### [EXERCISE]
Even where a record seems odd, copy it exactly as it appears below.

### [PROVIDED RECORDS]
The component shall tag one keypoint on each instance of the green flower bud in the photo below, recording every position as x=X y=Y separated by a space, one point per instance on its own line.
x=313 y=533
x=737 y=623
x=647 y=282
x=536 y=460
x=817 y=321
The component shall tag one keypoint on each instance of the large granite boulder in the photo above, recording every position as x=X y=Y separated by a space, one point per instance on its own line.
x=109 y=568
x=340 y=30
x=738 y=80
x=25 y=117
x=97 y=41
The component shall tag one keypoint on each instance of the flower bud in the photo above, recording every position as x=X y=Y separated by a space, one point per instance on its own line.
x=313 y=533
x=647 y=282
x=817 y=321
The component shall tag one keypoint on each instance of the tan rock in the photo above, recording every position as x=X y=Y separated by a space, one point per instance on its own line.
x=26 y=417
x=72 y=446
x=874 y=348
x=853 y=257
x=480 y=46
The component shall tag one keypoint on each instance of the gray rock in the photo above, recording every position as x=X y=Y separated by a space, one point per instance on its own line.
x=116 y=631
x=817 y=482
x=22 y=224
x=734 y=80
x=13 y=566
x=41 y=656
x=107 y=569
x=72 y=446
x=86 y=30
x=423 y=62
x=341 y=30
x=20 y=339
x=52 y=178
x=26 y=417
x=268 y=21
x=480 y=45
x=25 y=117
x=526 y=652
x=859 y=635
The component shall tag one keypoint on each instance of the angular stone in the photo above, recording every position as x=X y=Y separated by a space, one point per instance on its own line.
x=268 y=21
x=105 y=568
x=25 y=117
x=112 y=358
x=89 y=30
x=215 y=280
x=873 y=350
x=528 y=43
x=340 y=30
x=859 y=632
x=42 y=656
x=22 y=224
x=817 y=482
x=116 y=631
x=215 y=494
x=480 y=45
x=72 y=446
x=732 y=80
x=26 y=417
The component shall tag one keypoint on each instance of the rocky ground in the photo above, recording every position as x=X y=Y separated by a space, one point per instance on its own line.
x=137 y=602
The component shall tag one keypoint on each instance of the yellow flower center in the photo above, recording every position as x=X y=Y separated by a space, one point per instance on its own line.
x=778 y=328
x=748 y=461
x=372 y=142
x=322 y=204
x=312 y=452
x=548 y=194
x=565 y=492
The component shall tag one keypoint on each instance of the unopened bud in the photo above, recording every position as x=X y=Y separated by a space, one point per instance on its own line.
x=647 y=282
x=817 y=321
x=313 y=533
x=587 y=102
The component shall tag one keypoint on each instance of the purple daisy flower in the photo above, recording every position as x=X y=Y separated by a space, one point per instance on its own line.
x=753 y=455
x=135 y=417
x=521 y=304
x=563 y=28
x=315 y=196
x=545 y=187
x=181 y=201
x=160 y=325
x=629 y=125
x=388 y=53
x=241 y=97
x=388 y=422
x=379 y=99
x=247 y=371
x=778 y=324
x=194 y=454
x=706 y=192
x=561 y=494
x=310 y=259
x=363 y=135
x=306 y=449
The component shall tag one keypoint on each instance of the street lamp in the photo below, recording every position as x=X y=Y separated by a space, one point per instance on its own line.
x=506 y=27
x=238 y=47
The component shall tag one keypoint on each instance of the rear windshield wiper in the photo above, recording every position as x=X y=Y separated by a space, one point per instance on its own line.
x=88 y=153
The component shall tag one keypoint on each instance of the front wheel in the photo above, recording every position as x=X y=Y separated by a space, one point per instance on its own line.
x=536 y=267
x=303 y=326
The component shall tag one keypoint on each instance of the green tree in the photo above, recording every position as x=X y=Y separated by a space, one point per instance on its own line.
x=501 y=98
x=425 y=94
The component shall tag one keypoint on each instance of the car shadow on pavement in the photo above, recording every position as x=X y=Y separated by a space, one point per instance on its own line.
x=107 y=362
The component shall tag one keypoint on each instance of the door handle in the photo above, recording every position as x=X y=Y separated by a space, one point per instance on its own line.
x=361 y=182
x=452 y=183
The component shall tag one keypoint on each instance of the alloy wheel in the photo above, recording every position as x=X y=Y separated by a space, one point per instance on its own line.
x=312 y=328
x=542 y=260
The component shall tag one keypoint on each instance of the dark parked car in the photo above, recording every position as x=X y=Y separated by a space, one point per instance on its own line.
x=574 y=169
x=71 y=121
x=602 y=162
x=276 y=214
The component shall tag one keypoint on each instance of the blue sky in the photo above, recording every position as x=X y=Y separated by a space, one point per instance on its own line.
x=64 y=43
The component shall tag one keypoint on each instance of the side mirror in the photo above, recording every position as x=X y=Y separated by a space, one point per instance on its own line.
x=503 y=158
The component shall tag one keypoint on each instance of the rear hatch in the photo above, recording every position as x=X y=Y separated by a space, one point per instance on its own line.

### [RESPONSE AREA]
The component shall tag one keypoint on each instance of the green flower bud in the photo below, recording every position as x=X y=Y separated by a space, one point per instance on its own line.
x=313 y=533
x=737 y=623
x=647 y=282
x=536 y=460
x=817 y=321
The component shall tag one keypoint on each instance of the large granite boulder in the photo above, recording every position as x=X y=Y separated by a space, one point per instance on its own line.
x=109 y=568
x=340 y=30
x=738 y=80
x=25 y=117
x=97 y=41
The component shall tag one keypoint on each instance of the flower bud in the photo above, recording every position as x=X y=Y separated by a space, one point per instance on its own line.
x=313 y=533
x=647 y=282
x=817 y=321
The component shall tag one keypoint on each instance of the tan rock in the photo above, recording every position as x=X y=Y separated by a space, one point per instance on its own line.
x=26 y=417
x=72 y=446
x=874 y=348
x=853 y=257
x=480 y=46
The component shall tag one keypoint on each instance of the gray rock in the photo above, recording every position as x=X y=Y separated by a space, one point per instance on its own line.
x=116 y=631
x=817 y=482
x=22 y=224
x=734 y=80
x=13 y=566
x=41 y=656
x=107 y=569
x=72 y=446
x=86 y=30
x=423 y=62
x=341 y=30
x=20 y=339
x=52 y=178
x=26 y=417
x=268 y=21
x=480 y=45
x=25 y=117
x=526 y=652
x=859 y=635
The component shall tag one keypoint on each instance of the angular stone in the photo above, recording every position as x=X y=Y separated by a space, one point per instance on its own line.
x=268 y=21
x=105 y=568
x=25 y=117
x=112 y=358
x=89 y=30
x=215 y=280
x=873 y=350
x=528 y=43
x=340 y=30
x=859 y=632
x=42 y=656
x=22 y=224
x=817 y=482
x=116 y=631
x=215 y=494
x=480 y=45
x=72 y=446
x=732 y=80
x=26 y=417
The component shall tag one keypoint on each instance of the rocky ground in the photo above, recording every position as x=X y=Y separated by a space, one point per instance on its own line.
x=137 y=602
The component shall tag one keypoint on each instance of the yellow flower center in the photo above, recording every position as x=X y=Y separated by a space, one point per instance on its own line.
x=778 y=328
x=748 y=461
x=372 y=142
x=322 y=204
x=312 y=452
x=548 y=194
x=565 y=492
The component shall tag one keypoint on each instance of the unopened bud in the photo above, recording every position as x=X y=Y separated by a space, one point per instance on its own line.
x=647 y=282
x=817 y=321
x=313 y=533
x=587 y=102
The component shall tag one keypoint on each instance of the purple daisy flower in the photo above, recording every position as x=X y=Y separated by a space, one point per instance on its own line.
x=753 y=455
x=135 y=417
x=521 y=304
x=563 y=28
x=315 y=196
x=545 y=187
x=181 y=201
x=160 y=325
x=629 y=125
x=388 y=53
x=241 y=97
x=388 y=422
x=379 y=99
x=247 y=371
x=778 y=324
x=194 y=454
x=706 y=192
x=561 y=494
x=310 y=259
x=363 y=135
x=306 y=449
The component shall tag one keypoint on each instance of the street lamp in the photo below, recording every position as x=X y=Y separated by a space, one point per instance on its own line.
x=506 y=27
x=238 y=47
The component shall tag one keypoint on each instance of the rear windshield wiper in the photo above, recording every position as x=X y=Y separated by a space, one point per instance on its own line.
x=88 y=153
The component shall tag one keypoint on each instance of the front wheel in the photo above, recording every position as x=X y=Y separated by a space, one point per instance on its own line.
x=536 y=267
x=303 y=326
The component shall tag one keypoint on each instance of the green tree in the photo above, recording every position as x=X y=Y separated by a space, one point per instance on its own line.
x=501 y=98
x=425 y=94
The component shall tag one keypoint on each instance of the car shadow on pavement in the photo above, recording every position as x=X y=Y separated by a space, one point per instance on its own line.
x=107 y=362
The component shall tag one keypoint on each instance of the door handle in the photo above, recording every position as x=X y=Y separated by a space, one point per instance on its own line.
x=361 y=182
x=452 y=183
The component shall tag one keypoint on each instance of the alloy wheel in the photo above, recording every position as x=X y=Y separated by a space, one point per instance on its own line.
x=312 y=328
x=542 y=260
The component shall tag one keypoint on each instance of the dark parked car in the photo above, recording every position as x=X y=Y separated by a space, one point per instance on its own line.
x=574 y=169
x=71 y=121
x=602 y=162
x=276 y=214
The component shall tag one keypoint on each instance of the blue sky in the photo above, recording every position as x=X y=Y separated by a space, one point per instance on its own line.
x=64 y=43
The component shall tag one keypoint on each instance of the side mirror in the photo above, recording every position as x=X y=Y separated by a space, one point per instance on its own line.
x=503 y=158
The component shall tag one keypoint on each instance of the rear hatch in the photo above, recording every position as x=X y=Y separated by a space, one point per instance on its own line.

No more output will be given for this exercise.